(Stored data entries)
____

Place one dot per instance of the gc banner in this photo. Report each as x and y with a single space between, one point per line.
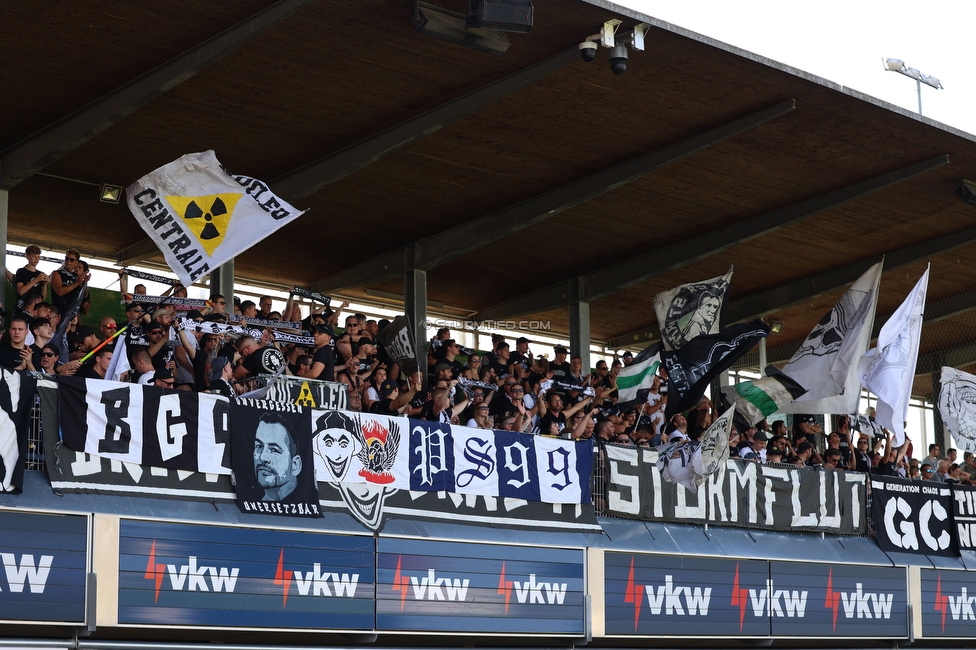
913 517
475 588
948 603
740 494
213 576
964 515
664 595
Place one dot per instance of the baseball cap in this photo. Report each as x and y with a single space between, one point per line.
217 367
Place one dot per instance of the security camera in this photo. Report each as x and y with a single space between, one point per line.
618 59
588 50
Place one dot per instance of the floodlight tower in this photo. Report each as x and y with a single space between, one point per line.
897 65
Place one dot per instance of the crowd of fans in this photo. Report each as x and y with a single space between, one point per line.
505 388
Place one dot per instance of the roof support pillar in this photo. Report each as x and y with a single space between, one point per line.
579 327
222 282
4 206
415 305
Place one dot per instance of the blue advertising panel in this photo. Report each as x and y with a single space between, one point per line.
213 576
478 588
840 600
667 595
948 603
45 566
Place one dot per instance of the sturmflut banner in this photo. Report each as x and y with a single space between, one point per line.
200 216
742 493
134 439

____

# [Exercise goal]
An exact copy of every entry, pictures left out, is what to write here.

# [Response box]
Place one dot per instance of the gc banner in this photo. Report each as x and y with a single space between, one point per line.
913 517
475 588
948 603
740 494
213 576
964 515
664 595
Place one dot per instance of the baseball cap in this photo. Report each as x and y with a single space between, one point per line.
217 367
Place one dot per instance of the security camera in this photo. Report each as x and y with a single space between, one point per line.
618 59
588 50
Place one dot per instance of the floodlight tower in this photo. Report each as x and y with a single space between, one point per line.
897 65
Place one dot per instance of the crowd of fans in this photo. Report each as x and y with a single space between, one point per line.
505 388
Place one dot per instance of the roof support pillar in this photo. Report each as x and y with a single space between, one point per line.
579 327
222 282
4 206
415 305
Place one dot per instance of the blue advertising panel in this photo. Report each as x and y with a single space between, one point per line.
213 576
478 588
840 600
667 595
948 603
45 566
Place one dot per instance of the sturmflut banner in this photo. Report each as x and y with a single space between, one point per line.
200 216
742 493
134 439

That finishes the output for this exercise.